**Written problem**
Print only the line with "Target: twig" and the lines after it, ending with the last line of the material, each exactly as it stands.

**Data records**
##########

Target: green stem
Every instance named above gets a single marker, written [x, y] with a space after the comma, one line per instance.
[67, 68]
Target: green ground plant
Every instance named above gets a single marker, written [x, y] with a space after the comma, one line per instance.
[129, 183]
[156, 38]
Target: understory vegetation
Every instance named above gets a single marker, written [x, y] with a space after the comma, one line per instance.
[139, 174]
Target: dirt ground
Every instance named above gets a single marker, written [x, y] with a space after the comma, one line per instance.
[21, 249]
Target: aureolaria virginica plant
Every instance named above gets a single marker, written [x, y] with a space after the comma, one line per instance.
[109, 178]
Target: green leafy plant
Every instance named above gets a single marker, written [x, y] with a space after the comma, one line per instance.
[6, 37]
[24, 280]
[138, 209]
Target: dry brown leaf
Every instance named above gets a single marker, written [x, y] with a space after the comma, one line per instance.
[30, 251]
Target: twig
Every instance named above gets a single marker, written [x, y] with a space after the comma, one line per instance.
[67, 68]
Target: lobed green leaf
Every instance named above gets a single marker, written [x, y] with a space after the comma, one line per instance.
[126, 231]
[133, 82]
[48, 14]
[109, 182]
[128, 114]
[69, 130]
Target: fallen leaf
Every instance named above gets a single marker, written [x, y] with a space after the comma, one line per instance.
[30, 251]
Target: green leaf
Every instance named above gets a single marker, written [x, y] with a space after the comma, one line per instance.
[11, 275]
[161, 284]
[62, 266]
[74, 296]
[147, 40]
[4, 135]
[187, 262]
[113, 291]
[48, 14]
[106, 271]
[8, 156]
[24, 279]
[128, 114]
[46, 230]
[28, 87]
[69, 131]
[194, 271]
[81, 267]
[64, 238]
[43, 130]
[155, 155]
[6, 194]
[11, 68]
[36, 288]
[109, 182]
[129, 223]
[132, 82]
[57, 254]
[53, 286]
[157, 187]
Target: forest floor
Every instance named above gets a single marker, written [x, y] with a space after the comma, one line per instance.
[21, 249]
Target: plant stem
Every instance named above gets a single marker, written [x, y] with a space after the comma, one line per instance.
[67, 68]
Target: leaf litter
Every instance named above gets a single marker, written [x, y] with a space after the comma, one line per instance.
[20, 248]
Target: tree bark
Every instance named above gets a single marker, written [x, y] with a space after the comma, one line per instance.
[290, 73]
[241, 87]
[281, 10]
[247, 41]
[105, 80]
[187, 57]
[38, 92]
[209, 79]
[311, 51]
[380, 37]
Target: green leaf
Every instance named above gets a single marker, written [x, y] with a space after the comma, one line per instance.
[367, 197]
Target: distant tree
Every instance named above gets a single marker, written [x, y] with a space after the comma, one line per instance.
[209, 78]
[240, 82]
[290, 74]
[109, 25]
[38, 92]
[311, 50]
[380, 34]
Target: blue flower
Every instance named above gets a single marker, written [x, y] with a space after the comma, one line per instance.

##########

**Written answer**
Target: twig
Every instance named above gets a single marker, written [x, y] with a space after the comma, one line per instance.
[67, 68]
Target: lobed green leaf
Every instance named above gets a single marker, written [x, y] with a space after the comma, one line per instance.
[126, 231]
[133, 82]
[48, 14]
[109, 182]
[128, 114]
[69, 130]
Target: fallen leaf
Every instance named above gets a single marker, written [x, y] with a space after the comma, one line per instance.
[30, 251]
Target: green leaf
Every instance named above gets a single marker, written [x, y] with a space after the comma, one line per instance.
[11, 275]
[161, 284]
[62, 266]
[74, 296]
[147, 40]
[4, 135]
[187, 262]
[113, 291]
[48, 14]
[106, 271]
[8, 156]
[24, 279]
[128, 114]
[46, 230]
[28, 87]
[69, 131]
[194, 271]
[81, 267]
[64, 238]
[43, 130]
[155, 155]
[6, 194]
[11, 68]
[36, 288]
[109, 182]
[129, 223]
[132, 82]
[57, 254]
[53, 286]
[157, 187]
Target: forest floor
Every instance named above gets a single marker, written [x, y] with a space after the comma, one line per instance.
[21, 249]
Target: plant stem
Every instance named above gets a single marker, written [x, y] with a space after the comma, one line per instance.
[67, 68]
Target: leaf litter
Every instance named above gets a single marker, written [x, y] with a space after the comma, one line per instance.
[20, 248]
Target: tree bark
Every instance named above gets a single marker, written [x, y] with a space after the comma, one line per instance.
[290, 73]
[241, 87]
[281, 10]
[247, 41]
[105, 80]
[187, 57]
[38, 92]
[209, 79]
[311, 51]
[380, 37]
Target: green leaf
Every instance named above gets a single marker, written [x, y] with a space after the comma, one line per instance.
[367, 197]
Target: distant tree
Every instance named above gets a single marker, written [x, y] with a space after the comma, one line per instance.
[209, 78]
[240, 82]
[290, 74]
[109, 25]
[38, 92]
[311, 50]
[380, 34]
Target: blue flower
Every instance named above gets a single marker, written [x, y] with a space after the comma, one line per instance.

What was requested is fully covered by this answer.